Summary of Individual Options Granted and Outstanding to October 31, 1999.

In March 1999, the Company granted options to purchase 200,000 shares of the
Company's stock to Alexandra Rose, Chief Operating Officer of Meier Rose
Pictures Inc., for providing services as a Producer in relation to certain film
productions. Such options are exercisable at US$0.75 per share at any time
between March 17, 1999 and March 17, 2004. The Company terminated these options
in October 1999.

In March 1999, the Company granted options to purchase 500,000 shares of the
Company's stock to John Meier, for consulting services. Such options are
exercisable at US$0.75 per share at any time between March 17, 1999 and March
17, 2004. The Company terminated these options in October 1999.

In October 1998, the Company granted options to purchase 1,000,000 shares of the
Company's stock to Meier Entertainment Group Inc., for consulting services. Such
options are exercisable at US$1.00 per share at any time between October 23,
1998 and October 23, 2003. The Company terminated these options in October 1999.

In January 1998, the Company granted options to purchase 100,000 shares of the
Company's stock to Harry Evans, a director of the Company. Such options are
exercisable at US$1.00 per share at any time between March 4, 1999 and March 4,
2003. The Company terminated these options in October 1999.

<PAGE>
Page 17

In March 1998, the Company issued options to purchase 1,000,000 shares of the
Company's stock to International Financial Corporation, for investor relation's
services to the company. Such options were exercisable at US$1.00 per share at
any time between March 4, 1999 and March 4, 2003. The services of the company
were discontinued because they did not result in a financing and the option is
no longer valid. No options were exercised.

No compensation was recorded by the Company as the exercise price equaled the
fair market value of the Company's stock.

_Requirement a_
Count the lines in the records below that contain the word "white". Reply with the number alone.

_Material shown_
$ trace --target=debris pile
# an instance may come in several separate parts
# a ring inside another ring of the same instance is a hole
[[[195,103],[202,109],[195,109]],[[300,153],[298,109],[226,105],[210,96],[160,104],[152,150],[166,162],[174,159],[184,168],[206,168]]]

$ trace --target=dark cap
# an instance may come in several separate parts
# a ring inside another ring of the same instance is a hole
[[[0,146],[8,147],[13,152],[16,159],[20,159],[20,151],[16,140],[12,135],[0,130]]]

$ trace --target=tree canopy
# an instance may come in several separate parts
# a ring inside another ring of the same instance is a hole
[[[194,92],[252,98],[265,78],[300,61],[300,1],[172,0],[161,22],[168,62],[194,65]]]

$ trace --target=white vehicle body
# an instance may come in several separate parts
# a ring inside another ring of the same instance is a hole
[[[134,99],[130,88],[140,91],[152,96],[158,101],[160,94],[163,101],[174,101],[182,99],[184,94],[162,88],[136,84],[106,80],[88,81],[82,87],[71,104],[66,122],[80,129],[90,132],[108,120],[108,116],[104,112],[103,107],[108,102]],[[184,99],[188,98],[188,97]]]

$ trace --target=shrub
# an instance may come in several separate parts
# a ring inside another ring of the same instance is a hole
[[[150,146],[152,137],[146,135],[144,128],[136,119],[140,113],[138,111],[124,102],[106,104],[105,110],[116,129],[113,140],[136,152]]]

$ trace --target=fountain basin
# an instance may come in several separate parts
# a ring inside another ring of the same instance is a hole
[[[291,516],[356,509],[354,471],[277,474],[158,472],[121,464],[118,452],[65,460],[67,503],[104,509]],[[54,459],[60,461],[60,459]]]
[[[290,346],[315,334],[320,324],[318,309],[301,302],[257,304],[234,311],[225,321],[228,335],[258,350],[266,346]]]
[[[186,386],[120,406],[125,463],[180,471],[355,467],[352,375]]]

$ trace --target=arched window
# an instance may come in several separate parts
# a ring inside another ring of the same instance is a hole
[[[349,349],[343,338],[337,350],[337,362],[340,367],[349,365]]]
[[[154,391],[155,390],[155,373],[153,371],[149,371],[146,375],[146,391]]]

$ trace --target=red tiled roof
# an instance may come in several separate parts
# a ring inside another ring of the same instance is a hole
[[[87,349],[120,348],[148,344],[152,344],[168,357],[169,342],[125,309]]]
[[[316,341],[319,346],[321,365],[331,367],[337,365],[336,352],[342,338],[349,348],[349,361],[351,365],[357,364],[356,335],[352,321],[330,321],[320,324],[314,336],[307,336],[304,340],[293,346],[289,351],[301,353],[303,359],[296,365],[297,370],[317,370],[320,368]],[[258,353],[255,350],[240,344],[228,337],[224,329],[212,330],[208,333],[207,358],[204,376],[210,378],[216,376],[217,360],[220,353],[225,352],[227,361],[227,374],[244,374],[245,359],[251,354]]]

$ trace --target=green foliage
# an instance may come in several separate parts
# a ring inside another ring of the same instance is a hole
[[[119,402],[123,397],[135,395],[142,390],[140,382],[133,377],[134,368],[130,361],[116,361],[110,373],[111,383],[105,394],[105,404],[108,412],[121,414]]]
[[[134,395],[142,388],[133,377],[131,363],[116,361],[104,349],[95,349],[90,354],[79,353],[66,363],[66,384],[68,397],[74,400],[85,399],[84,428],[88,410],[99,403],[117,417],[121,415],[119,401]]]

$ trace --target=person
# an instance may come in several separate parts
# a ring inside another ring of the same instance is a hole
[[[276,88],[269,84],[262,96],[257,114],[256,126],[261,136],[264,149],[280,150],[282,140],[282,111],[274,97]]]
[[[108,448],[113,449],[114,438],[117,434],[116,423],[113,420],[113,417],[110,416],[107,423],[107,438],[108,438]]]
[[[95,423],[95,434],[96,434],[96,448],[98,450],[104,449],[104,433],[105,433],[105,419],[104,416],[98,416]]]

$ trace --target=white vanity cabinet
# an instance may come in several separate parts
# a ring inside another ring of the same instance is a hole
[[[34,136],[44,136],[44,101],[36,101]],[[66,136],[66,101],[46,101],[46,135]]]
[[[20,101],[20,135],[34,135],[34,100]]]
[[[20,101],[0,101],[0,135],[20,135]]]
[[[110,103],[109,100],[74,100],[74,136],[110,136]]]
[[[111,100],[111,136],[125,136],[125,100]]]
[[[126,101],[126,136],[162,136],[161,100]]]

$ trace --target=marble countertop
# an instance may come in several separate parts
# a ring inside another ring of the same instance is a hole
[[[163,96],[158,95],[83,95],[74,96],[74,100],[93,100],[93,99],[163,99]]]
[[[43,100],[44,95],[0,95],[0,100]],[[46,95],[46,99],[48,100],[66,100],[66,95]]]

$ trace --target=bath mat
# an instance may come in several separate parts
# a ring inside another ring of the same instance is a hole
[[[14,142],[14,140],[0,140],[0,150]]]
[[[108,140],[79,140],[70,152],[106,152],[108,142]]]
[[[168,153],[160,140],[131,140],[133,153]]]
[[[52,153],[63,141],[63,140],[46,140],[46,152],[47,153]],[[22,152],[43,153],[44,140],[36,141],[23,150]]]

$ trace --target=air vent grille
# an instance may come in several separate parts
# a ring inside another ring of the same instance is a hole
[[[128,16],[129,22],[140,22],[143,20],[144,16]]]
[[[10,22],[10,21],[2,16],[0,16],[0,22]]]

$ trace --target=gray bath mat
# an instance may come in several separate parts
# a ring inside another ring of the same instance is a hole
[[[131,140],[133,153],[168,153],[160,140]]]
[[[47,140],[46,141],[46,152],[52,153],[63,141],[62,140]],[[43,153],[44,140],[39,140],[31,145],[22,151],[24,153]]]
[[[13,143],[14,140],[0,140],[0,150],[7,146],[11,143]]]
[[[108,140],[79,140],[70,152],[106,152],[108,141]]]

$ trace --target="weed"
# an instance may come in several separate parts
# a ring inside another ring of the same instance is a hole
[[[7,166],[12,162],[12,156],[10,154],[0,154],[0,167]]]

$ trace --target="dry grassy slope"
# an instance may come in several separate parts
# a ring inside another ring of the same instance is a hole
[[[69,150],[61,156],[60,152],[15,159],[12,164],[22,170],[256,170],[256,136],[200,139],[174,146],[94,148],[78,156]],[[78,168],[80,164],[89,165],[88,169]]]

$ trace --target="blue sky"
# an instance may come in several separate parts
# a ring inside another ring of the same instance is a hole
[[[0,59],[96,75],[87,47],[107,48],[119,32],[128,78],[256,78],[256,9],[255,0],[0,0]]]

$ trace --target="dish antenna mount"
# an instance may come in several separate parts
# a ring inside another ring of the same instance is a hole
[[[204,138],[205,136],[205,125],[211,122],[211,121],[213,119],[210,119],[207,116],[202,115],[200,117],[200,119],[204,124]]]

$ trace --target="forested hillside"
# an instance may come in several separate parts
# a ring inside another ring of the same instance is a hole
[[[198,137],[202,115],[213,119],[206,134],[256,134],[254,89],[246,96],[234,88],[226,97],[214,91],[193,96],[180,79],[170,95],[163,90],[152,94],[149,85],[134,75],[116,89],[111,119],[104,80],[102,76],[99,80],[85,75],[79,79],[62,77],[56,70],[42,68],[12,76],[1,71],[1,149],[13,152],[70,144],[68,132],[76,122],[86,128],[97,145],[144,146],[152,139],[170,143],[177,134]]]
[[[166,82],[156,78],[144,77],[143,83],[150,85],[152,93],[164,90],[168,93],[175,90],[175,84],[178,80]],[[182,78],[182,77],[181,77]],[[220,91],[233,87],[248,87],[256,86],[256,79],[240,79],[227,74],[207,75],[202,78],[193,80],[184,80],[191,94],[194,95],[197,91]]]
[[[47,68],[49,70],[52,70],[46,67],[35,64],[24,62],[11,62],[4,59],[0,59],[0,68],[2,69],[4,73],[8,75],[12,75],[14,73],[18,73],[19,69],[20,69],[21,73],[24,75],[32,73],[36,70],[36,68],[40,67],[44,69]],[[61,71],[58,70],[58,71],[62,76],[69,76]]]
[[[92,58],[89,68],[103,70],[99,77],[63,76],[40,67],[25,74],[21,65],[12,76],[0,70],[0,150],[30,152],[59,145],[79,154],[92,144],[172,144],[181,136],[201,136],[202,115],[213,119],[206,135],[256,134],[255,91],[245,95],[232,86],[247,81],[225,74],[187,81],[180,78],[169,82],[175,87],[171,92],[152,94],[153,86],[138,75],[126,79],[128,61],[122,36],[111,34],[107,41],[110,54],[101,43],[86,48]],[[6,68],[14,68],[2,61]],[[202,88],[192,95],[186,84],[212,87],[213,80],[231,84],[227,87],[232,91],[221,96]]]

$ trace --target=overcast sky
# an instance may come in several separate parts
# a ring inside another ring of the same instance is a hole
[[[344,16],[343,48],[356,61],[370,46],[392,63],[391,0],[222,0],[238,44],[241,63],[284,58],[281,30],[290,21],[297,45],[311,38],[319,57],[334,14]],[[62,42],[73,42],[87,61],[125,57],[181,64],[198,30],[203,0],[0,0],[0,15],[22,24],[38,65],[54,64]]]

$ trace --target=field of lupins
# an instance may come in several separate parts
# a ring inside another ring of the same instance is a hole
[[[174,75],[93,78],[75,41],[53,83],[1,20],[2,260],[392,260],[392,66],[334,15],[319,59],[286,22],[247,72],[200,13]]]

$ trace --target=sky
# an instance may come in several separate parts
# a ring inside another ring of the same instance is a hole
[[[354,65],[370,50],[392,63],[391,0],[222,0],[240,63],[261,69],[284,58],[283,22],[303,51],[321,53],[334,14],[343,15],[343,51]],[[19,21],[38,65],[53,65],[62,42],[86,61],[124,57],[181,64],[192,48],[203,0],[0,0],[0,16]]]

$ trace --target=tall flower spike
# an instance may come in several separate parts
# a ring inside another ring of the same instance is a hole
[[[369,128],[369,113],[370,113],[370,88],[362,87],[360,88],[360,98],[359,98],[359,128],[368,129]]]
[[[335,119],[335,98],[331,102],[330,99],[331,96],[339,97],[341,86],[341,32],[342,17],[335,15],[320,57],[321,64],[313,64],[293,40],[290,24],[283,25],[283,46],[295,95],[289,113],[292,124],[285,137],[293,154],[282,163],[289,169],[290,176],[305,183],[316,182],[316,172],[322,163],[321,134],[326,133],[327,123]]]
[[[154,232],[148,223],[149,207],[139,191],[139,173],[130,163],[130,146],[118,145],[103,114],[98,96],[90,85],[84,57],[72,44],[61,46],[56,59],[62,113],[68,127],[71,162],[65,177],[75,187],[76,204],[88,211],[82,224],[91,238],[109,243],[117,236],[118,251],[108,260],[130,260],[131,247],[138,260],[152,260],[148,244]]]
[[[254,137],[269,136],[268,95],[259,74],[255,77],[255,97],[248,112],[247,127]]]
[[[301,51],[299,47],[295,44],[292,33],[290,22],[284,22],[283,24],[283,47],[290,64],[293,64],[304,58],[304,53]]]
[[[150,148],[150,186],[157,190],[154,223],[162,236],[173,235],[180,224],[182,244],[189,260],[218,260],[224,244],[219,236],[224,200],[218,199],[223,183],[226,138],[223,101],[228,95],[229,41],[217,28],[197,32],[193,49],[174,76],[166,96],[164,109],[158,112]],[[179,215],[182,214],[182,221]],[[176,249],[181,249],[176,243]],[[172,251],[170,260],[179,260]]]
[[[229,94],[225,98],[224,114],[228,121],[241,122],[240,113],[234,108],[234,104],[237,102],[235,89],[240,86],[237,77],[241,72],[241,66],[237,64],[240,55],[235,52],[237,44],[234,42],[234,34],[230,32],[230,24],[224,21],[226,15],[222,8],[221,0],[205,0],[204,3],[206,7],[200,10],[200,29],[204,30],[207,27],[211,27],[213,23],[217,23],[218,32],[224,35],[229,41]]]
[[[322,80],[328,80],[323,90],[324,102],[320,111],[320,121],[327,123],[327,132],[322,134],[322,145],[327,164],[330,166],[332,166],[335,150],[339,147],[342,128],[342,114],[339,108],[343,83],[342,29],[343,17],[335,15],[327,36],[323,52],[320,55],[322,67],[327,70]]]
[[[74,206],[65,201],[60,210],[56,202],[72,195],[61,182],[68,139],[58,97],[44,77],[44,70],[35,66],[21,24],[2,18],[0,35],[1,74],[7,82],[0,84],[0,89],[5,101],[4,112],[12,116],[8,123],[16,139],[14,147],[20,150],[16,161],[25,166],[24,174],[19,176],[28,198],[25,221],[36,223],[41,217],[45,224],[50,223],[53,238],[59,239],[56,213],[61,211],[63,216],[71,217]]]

_Requirement b_
Extend the summary of stock options granted and outstanding, picking up after its final sentence.

_Response a_
2

_Response b_
Item 7.   Certain Relationships and Related Transactions

On June 30, 1997, the Company issued 3,500,000 shares of its common stock to
Meier Entertainment Group Inc. in consideration for its services in organizing
the Company, valued at US$0.001 per common share (see Part I, Item 1,
"Description of Business").  At the time of such agreement, James Meier, the
Company's President, was an officer and sole stockholder of Meier Entertainment
Group Inc. The terms of such transaction were determined by James Meier and
cannot be deemed to have been negotiated at arm's length, but at the time the
Company had no other stockholders. On June 30, 1997, the Company transferred
100,000 of its shares to Carrie Hunter in recognition of Ms. Hunter's agreement
to serve as a director and officer of the Company. Ms. Hunter's shares were
restricted and prevented her from selling said shares for a period of one year
from the date of issue. Ms. Hunter subsequently transferred 50,000 shares to
Meier Entertainment Group Inc. and subsequent to the passage of the one year
hold period, Ms. Hunter sold her remaining 50,000 shares. Ms. Hunter now owns
no shares in the Company.

For compensation and options issued to officers and directors, (see Part 1, Item
6, "Executive Compensation").

In July 1999 the Company purchased 2 million shares of ITN, a Nevada
corporation, at US$0.001 per share, (see Part 1, Item 1, "Description of
Business"), of which John Meier is the President and Chief Executive Officer and
James Meier is a Director. ITN plans to carry out the business of providing
real-time interactive and multi-media services that will be available via the
Internet and television.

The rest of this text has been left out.